Texte fourni ▸

┏━━

Est-ce par hasard si le traitre par excellence des Evangiles s’appelle Judas, soit juif en hébreu (Yehouda) et en latin (Judaeus) ? Evidemment non. C’est par cet habile autant que cynique détournement dans l’ordre des responsabilités que s’initie la tragédie juive. C’est par ce mensonge fondateur, cette infox, que s’ouvre le piège fatal. Coupables ont été les Juifs, coupables ils le resteront.  Et coupables de tout. Si au départ de l’épidémie de peste en France, on commence par soupçonner tous les étrangers et/ou groupes marginaux (les Anglais, les lépreux, les pèlerins, etc.), les accusations se concentrent très vite sur les seuls Juifs. Ceux-ci ne sont pas des étrangers, faut-il le rappeler. C’est leur appartenance au groupe que l’Eglise n’a eu de cesse de qualifier de « peuple déicide » qui les désigne tout naturellement à la vindicte publique.

┗━━

Objectif ▸ Recopiez fidèlement le passage du texte fourni qui commence aux mots « Est-ce par hasard » et s'arrête après les mots « la vindicte publique. ». Les items ci-dessous proviennent d'une autre source.

Extraits des items ▸
┏━━

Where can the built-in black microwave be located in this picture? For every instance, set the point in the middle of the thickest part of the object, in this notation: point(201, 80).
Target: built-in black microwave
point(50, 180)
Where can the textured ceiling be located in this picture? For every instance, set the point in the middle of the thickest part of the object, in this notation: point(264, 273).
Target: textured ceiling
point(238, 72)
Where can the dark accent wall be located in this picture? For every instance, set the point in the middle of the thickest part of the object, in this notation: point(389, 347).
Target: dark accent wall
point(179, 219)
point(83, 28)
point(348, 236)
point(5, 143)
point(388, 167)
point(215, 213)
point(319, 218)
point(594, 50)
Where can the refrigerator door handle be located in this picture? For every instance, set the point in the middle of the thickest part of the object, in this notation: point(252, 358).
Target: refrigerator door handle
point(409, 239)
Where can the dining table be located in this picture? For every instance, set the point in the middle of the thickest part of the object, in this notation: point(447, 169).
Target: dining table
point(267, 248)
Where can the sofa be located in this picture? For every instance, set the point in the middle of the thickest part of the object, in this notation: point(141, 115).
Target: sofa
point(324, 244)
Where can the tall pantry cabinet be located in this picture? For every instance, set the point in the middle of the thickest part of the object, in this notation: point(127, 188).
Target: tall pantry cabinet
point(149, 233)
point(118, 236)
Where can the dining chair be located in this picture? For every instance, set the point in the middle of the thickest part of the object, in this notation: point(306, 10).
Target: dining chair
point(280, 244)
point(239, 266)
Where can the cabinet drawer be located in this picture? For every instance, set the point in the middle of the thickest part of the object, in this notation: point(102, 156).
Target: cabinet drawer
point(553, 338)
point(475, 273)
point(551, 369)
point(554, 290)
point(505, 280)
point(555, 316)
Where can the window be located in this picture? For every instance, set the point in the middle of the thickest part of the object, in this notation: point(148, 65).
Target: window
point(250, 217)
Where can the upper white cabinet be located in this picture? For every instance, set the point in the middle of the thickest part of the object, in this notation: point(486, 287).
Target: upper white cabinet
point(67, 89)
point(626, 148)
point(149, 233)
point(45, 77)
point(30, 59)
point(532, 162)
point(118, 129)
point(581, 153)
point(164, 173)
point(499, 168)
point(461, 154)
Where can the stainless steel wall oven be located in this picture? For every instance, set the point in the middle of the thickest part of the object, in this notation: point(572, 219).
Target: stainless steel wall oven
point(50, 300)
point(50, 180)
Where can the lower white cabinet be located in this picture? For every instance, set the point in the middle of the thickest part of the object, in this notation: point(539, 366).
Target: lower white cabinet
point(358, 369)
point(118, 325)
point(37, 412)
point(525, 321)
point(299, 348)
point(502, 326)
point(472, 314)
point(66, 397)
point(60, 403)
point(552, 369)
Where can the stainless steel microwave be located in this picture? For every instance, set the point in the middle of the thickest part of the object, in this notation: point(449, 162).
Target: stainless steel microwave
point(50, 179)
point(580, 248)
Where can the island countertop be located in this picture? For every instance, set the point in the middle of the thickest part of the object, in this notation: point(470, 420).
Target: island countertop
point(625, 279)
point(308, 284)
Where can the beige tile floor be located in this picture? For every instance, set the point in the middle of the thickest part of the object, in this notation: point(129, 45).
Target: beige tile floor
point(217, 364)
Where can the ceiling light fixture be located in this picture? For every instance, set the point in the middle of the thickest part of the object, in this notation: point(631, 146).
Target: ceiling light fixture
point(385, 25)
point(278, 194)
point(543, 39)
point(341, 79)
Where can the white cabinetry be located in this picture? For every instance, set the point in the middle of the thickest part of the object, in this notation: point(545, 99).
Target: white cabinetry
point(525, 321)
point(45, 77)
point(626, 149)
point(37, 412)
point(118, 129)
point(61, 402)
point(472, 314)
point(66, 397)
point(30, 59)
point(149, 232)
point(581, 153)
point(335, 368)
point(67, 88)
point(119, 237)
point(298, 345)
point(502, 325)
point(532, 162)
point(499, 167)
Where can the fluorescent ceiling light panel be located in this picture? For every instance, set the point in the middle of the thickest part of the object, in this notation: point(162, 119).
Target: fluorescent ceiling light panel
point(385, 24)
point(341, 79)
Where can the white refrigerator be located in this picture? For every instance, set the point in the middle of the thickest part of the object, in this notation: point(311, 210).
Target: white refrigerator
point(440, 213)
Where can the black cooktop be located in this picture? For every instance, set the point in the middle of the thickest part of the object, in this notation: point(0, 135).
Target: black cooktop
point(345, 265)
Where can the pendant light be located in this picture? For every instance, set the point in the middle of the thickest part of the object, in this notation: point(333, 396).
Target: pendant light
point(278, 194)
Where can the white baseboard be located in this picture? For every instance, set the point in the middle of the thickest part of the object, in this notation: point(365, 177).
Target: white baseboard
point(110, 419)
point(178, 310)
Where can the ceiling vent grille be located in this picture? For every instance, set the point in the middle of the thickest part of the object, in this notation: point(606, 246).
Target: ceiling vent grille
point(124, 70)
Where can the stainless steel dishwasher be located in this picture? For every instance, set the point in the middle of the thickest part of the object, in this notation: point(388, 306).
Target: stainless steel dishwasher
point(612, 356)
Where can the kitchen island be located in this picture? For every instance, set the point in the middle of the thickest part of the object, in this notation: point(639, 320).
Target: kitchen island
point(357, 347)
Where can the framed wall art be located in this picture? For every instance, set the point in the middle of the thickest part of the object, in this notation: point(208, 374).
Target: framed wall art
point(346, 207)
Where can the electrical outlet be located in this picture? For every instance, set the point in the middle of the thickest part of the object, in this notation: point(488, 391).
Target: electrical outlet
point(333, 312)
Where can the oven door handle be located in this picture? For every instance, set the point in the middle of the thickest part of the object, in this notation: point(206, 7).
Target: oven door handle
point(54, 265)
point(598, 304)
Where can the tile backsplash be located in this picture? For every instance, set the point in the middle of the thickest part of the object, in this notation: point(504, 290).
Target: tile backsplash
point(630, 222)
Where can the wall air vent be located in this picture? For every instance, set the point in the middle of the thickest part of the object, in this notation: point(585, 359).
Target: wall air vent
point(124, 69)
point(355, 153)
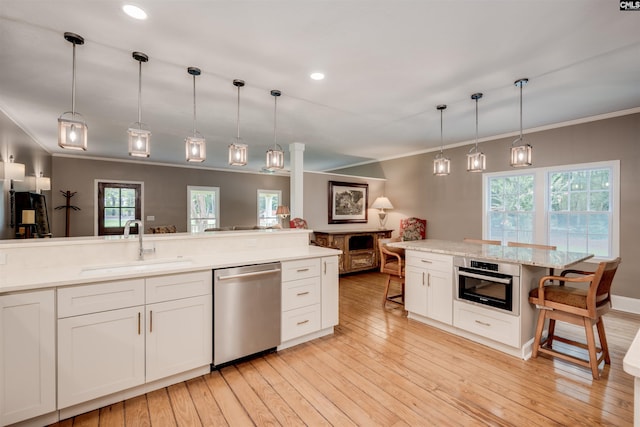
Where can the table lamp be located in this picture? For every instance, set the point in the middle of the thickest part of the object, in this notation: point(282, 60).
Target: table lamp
point(382, 203)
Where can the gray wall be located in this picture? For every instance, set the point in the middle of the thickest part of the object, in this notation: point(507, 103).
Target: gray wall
point(453, 204)
point(165, 192)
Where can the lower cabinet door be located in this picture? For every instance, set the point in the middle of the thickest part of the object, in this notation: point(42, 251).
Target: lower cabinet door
point(99, 354)
point(179, 336)
point(27, 356)
point(415, 290)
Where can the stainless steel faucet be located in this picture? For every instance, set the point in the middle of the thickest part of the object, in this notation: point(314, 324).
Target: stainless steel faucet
point(141, 250)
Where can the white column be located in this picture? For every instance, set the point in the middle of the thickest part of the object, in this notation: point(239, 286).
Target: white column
point(296, 180)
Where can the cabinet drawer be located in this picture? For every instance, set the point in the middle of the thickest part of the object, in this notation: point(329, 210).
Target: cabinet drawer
point(301, 321)
point(302, 269)
point(488, 323)
point(73, 301)
point(430, 261)
point(300, 293)
point(177, 286)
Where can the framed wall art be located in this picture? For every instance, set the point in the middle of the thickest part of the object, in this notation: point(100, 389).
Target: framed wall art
point(348, 202)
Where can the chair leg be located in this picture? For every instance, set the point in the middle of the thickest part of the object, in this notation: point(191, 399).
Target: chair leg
point(538, 337)
point(603, 341)
point(591, 345)
point(552, 332)
point(386, 290)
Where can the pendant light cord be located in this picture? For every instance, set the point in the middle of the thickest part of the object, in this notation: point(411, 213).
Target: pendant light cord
point(140, 94)
point(73, 82)
point(238, 116)
point(194, 105)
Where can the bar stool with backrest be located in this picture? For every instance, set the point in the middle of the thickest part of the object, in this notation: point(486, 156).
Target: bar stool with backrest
point(392, 259)
point(582, 303)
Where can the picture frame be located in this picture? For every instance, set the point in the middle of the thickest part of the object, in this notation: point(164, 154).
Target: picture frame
point(348, 202)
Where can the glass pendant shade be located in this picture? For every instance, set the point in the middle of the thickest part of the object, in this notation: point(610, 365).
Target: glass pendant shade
point(521, 154)
point(139, 134)
point(196, 149)
point(238, 150)
point(441, 165)
point(139, 142)
point(72, 129)
point(195, 145)
point(237, 154)
point(275, 158)
point(476, 162)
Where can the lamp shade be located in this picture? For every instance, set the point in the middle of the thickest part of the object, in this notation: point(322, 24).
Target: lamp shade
point(11, 171)
point(382, 203)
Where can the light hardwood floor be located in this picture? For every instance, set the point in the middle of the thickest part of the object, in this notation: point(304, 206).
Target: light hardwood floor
point(379, 368)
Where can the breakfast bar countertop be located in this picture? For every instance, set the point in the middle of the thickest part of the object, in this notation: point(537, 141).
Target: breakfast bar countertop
point(517, 255)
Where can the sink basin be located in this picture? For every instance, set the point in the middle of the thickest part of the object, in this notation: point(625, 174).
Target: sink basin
point(136, 267)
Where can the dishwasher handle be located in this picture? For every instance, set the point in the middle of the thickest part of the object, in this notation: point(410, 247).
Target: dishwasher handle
point(249, 274)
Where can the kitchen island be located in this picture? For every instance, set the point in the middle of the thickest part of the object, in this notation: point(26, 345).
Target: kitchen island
point(86, 323)
point(440, 274)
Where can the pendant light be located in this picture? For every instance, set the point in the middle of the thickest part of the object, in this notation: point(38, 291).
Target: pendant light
point(195, 146)
point(520, 154)
point(441, 164)
point(72, 129)
point(275, 155)
point(139, 133)
point(476, 161)
point(238, 150)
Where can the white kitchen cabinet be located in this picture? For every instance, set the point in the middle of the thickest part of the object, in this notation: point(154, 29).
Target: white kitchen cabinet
point(99, 353)
point(429, 286)
point(126, 342)
point(179, 336)
point(330, 291)
point(27, 356)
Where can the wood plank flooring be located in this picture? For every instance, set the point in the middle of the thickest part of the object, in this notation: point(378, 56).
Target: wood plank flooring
point(379, 368)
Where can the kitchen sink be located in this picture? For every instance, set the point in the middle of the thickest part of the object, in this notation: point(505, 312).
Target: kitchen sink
point(137, 267)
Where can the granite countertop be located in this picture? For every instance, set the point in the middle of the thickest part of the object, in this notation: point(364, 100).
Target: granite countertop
point(516, 255)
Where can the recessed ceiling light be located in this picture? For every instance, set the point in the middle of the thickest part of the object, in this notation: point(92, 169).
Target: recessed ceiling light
point(134, 11)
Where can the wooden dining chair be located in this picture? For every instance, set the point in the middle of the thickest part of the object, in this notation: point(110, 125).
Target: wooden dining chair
point(583, 302)
point(482, 242)
point(392, 264)
point(532, 245)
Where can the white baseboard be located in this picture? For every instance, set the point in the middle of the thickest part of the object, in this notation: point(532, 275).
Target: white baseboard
point(629, 305)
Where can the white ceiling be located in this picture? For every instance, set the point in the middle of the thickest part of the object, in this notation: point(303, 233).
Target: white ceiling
point(388, 64)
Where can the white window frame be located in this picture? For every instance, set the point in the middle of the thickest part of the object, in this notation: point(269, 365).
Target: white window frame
point(215, 190)
point(259, 193)
point(541, 197)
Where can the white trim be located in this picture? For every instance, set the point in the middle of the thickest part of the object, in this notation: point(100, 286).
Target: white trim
point(626, 304)
point(114, 181)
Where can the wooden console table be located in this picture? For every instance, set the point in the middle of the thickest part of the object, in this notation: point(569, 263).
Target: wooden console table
point(359, 247)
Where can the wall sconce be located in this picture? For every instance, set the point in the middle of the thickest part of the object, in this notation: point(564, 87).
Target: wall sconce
point(283, 212)
point(139, 134)
point(382, 203)
point(520, 154)
point(275, 155)
point(238, 150)
point(72, 131)
point(195, 145)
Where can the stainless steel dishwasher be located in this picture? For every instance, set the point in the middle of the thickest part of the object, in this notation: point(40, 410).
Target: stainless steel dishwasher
point(246, 311)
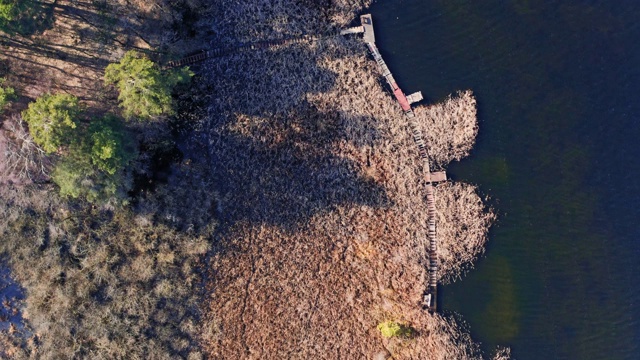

┗━━

Réponse ▸
Est-ce par hasard si le traitre par excellence des Evangiles s’appelle Judas, soit juif en hébreu (Yehouda) et en latin (Judaeus) ? Evidemment non. C’est par cet habile autant que cynique détournement dans l’ordre des responsabilités que s’initie la tragédie juive. C’est par ce mensonge fondateur, cette infox, que s’ouvre le piège fatal. Coupables ont été les Juifs, coupables ils le resteront.  Et coupables de tout. Si au départ de l’épidémie de peste en France, on commence par soupçonner tous les étrangers et/ou groupes marginaux (les Anglais, les lépreux, les pèlerins, etc.), les accusations se concentrent très vite sur les seuls Juifs. Ceux-ci ne sont pas des étrangers, faut-il le rappeler. C’est leur appartenance au groupe que l’Eglise n’a eu de cesse de qualifier de « peuple déicide » qui les désigne tout naturellement à la vindicte publique.